[Natural-language object grounding data]
□ □ □ □
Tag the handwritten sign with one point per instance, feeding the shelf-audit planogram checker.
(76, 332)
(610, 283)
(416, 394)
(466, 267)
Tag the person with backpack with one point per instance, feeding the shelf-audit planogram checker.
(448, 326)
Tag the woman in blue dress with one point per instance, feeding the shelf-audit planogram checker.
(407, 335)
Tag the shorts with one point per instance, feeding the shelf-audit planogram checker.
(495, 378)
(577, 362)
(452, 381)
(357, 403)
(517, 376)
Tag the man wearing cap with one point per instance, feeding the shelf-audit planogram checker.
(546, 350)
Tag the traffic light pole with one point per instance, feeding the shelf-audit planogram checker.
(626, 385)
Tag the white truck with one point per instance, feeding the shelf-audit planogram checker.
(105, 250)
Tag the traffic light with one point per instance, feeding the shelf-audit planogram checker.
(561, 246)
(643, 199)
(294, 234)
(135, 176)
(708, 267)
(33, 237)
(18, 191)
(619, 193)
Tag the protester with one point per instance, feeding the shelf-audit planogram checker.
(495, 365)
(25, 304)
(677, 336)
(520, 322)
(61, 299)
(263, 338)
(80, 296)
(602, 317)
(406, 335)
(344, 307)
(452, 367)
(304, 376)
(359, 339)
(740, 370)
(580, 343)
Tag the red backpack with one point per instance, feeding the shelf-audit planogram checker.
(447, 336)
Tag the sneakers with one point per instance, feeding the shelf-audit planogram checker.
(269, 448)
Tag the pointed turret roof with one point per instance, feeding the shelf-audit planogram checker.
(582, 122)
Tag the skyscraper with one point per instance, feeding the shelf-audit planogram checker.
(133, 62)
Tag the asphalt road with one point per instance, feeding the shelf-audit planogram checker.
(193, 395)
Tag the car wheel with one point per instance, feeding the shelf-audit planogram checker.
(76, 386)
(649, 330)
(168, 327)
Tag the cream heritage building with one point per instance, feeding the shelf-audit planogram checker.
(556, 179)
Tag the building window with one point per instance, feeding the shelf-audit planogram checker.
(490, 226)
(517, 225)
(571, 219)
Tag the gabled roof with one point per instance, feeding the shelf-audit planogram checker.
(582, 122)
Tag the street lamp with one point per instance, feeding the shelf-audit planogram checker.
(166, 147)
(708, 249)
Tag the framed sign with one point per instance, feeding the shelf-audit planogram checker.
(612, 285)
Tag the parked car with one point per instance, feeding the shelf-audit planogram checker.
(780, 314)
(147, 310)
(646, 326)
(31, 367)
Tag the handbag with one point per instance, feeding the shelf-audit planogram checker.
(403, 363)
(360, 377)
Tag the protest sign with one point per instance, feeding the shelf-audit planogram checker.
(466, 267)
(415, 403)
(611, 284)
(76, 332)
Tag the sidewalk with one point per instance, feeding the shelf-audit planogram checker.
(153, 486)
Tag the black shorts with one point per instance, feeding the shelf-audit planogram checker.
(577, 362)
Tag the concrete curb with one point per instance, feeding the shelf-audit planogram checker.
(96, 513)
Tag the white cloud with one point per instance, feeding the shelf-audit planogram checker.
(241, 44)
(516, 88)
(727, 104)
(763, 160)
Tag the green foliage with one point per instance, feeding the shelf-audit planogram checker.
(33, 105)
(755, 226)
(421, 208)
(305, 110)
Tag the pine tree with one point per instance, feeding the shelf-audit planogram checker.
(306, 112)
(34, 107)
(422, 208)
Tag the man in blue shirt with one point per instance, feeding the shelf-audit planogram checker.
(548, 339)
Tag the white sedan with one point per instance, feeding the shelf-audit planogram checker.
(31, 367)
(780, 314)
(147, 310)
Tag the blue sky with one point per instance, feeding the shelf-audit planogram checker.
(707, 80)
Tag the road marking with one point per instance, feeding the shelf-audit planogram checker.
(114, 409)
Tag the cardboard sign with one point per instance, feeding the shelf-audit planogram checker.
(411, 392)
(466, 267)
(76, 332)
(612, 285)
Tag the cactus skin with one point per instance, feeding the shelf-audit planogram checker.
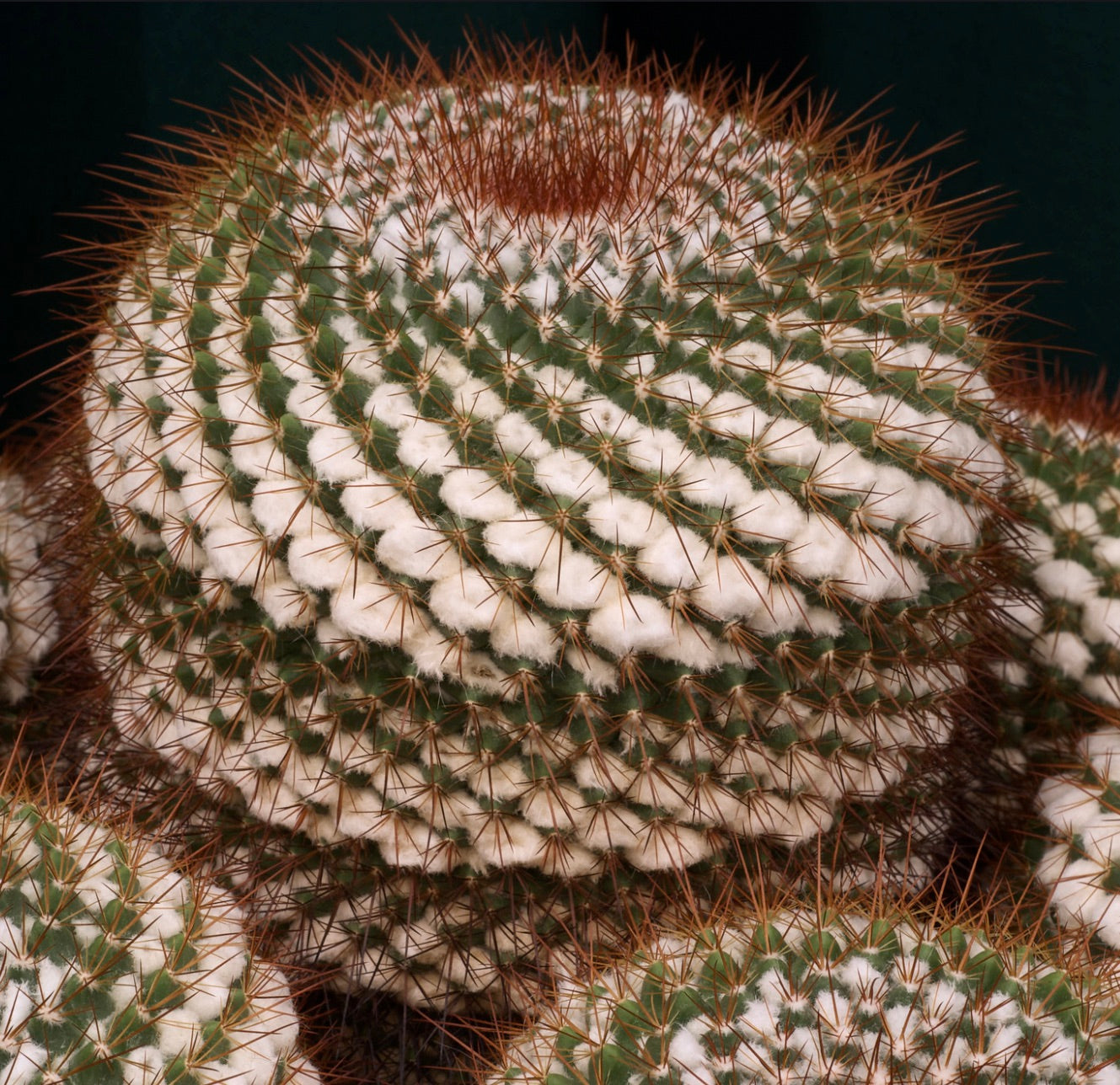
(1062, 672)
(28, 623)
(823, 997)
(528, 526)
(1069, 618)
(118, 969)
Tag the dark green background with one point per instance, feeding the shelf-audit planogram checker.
□ □ □ □
## Problem to work on
Each line of the data above should be reproduced without alteration, and no picture should appear in the copy.

## Exercise answer
Tag the handwritten sign with one point per instance, feeding the shelf-audit planogram checker.
(76, 332)
(610, 283)
(416, 394)
(466, 267)
Tag the person with backpack with one point per instance, feeding the shelf-audit planogram checker.
(448, 326)
Tag the woman in blue dress with one point per instance, feeding the shelf-audit planogram checker.
(407, 335)
Tag the shorts with one point per instance, feeding the shelf-audit planogram checker.
(495, 378)
(577, 362)
(452, 381)
(357, 403)
(517, 376)
Tag the man wearing cap with one point per instance, feeding the shelf-audit planogram checker.
(546, 350)
Tag the traffic light pole with one point per instance, feeding the shelf-audit planogram checker.
(626, 385)
Tag the white truck with one point per instance, feeding the shelf-audit planogram checker.
(105, 250)
Tag the traffic light with one point per instance, feeding the shelf-audit planogram checker.
(561, 246)
(643, 199)
(294, 234)
(135, 176)
(708, 267)
(33, 237)
(18, 191)
(619, 193)
Tag the protester with one point per instance, feeding the shelf-audit planogram checker.
(495, 365)
(25, 304)
(677, 336)
(520, 322)
(61, 299)
(263, 338)
(80, 296)
(602, 317)
(406, 335)
(344, 307)
(452, 367)
(304, 376)
(359, 339)
(740, 370)
(580, 343)
Tag the red backpack with one point per instance, feeding the shelf-audit planogram checker.
(447, 336)
Tag the sneakers with one point per instance, feeding the shelf-audit planogram checker.
(269, 448)
Tag the pointed turret roof with one point per instance, feeding the shelf-audit planogram checker.
(582, 122)
Tag the skyscraper with one point per instance, feeding the shelf-audit planogram checker.
(133, 62)
Tag the asphalt road with one point per instance, feeding the shelf-audit planogram checker.
(193, 395)
Tag the car wheel with one point per instance, feeding the shelf-audit planogram checker.
(76, 386)
(649, 330)
(168, 327)
Tag the cream heritage building with one point per instance, feeding the shelf-audit planogram checker.
(556, 179)
Tag the building window with one point per instance, feeding the shelf-audit planogram checker.
(490, 226)
(517, 225)
(571, 219)
Tag the gabled roof with one point per instance, feeding the shelf-audit planogram checker.
(582, 122)
Tag the street lamp with one point per instance, feeding the shelf-audit planogram checker.
(166, 147)
(708, 249)
Tag the framed sign with one point per instance, feeding the shelf-audit planogram checker.
(612, 285)
Tag the parked car with one point per instance, feeding the shelf-audit planogram checker.
(780, 314)
(147, 310)
(646, 326)
(31, 367)
Tag the handbag with one point per instance, feeding the shelf-audit planogram checker.
(403, 363)
(360, 377)
Tag the protest sign with one point per instance, feeding the shelf-audit planogram checker.
(466, 267)
(415, 403)
(611, 284)
(76, 332)
Tag the sidewalk with one point per instance, feeding the shelf-audit planogram checker.
(153, 486)
Tag the black shorts with one point per instance, feeding the shelf-audit planogram checker.
(577, 362)
Tag the concrete curb with one point per instance, feeding the shelf-audit planogram checker.
(96, 513)
Tag the white cloud with one point per instance, feeding the shelf-audit planogram checker.
(241, 44)
(516, 88)
(727, 104)
(763, 160)
Tag the green foliage with one point per instance, feeding the shelf-audit planogram checker.
(33, 105)
(755, 226)
(421, 208)
(305, 110)
Tag the pine tree with one point per instance, feeding the shelf-audit planogram checker.
(306, 112)
(34, 107)
(422, 208)
Tag the man in blue shirt with one point per instance, feeding the shelf-audit planogram checker.
(548, 339)
Tag the white sedan with one point per instance, feeding the shelf-audit planogram checker.
(31, 367)
(780, 314)
(147, 310)
Tag the blue sky with one point per instance, feeding the shelf-audit planogram checker.
(707, 80)
Tag the road marking with one point per instance, feeding the shelf-audit planogram checker.
(114, 409)
Tag the cardboard sign with one point per instance, feeding the shelf-audit planogram checker.
(411, 392)
(466, 267)
(76, 332)
(612, 285)
Tag the cactus skin with one point per instance, feeding the shelf-audit planogram checker.
(1062, 672)
(28, 623)
(823, 997)
(528, 526)
(1069, 618)
(118, 969)
Tag the dark green background with one point per instance, feeding the shelf-audit planogram checker.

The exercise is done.